QBE Insurance has reported a 21% rise in net profit for the 2025 financial year and confirmed the sale of its global trade credit and surety portfolio to Swiss Re Corporate Solutions. The results highlight stronger underwriting performance and disciplined pricing across core divisions.

QBE Insurance Group reported a 21% rise in net profit for FY25, supported by stronger underwriting performance. [The Australian]

The insurer also recorded higher gross written premiums and improved margins. At the same time, QBE announced a strategic divestment designed to streamline operations and improve capital efficiency. These developments place QBE Insurance at the centre of market attention in early 2026.

QBE FY25 Earnings Results Show Strong Net Profit Growth

QBE Insurance Group reported a net profit after tax of approximately US$2.15 billion for FY25. This figure represents a 21% increase compared with FY24. The company attributed the rise to disciplined underwriting and improved risk selection.

Gross written premium reached about US$23.96 billion. That result marked a 7% increase from the previous year. QBE maintained pricing strength across several regions, which supported revenue growth despite competitive pressures in global insurance markets.

++++++

# [GIVEN EXERCISE]
Rewrite the QBE earnings passage from "The insurer also" to "in early 2026.", substituting "planned sale" for "strategic divestment". The material that comes next is separate from the passage about QBE's earnings.

# [COLLECTED MATERIAL]
++++++

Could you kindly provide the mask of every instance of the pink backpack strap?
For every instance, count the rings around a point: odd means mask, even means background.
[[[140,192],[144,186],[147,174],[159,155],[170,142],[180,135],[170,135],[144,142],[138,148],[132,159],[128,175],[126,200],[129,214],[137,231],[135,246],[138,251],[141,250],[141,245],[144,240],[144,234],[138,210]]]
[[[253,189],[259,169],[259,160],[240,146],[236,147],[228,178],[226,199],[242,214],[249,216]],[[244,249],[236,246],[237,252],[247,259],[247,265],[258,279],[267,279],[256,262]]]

++++++

# [OUTPUT]
The insurer also recorded higher gross written premiums and improved margins. At the same time, QBE announced a planned sale designed to streamline operations and improve capital efficiency. These developments place QBE Insurance at the centre of market attention in early 2026.